• Written request:
Arrange the lines below as a numbered list, omitting any blank lines.

• Records shown:
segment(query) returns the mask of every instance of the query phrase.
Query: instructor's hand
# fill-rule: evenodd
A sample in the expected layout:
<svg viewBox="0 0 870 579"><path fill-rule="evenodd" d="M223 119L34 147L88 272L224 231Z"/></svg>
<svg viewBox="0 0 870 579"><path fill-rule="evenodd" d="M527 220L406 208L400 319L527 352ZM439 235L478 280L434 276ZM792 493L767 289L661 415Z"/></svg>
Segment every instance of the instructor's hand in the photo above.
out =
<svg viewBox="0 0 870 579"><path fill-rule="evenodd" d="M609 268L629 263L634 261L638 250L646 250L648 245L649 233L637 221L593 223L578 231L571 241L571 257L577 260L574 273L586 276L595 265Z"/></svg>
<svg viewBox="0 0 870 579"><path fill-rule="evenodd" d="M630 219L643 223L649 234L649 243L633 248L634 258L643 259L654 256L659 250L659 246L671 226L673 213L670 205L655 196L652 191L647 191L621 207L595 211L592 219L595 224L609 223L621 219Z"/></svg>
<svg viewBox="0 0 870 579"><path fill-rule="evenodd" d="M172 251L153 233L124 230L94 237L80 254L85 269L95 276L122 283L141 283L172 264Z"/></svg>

• Solved problem:
1. segment(query) returns the mask of every instance of the query phrase.
2. Query: instructor's hand
3. # fill-rule: evenodd
4. A sample in the expected layout:
5. <svg viewBox="0 0 870 579"><path fill-rule="evenodd" d="M223 119L34 147L88 272L224 231Z"/></svg>
6. <svg viewBox="0 0 870 579"><path fill-rule="evenodd" d="M527 220L406 208L400 319L527 352ZM439 235L478 280L434 276ZM792 493L767 289L661 415Z"/></svg>
7. Segment every instance of the instructor's hand in the photo above.
8. out =
9. <svg viewBox="0 0 870 579"><path fill-rule="evenodd" d="M609 268L629 263L634 261L638 250L646 250L648 245L649 233L637 221L593 223L578 231L571 241L571 257L577 260L574 273L586 276L595 265Z"/></svg>
10. <svg viewBox="0 0 870 579"><path fill-rule="evenodd" d="M630 219L643 223L649 234L649 243L633 248L634 258L643 259L654 256L659 250L659 246L671 226L673 213L670 205L655 196L652 191L647 191L621 207L595 211L592 219L595 224L609 223L621 219Z"/></svg>
11. <svg viewBox="0 0 870 579"><path fill-rule="evenodd" d="M172 251L153 233L124 230L94 237L80 254L85 269L95 276L122 283L141 283L172 264Z"/></svg>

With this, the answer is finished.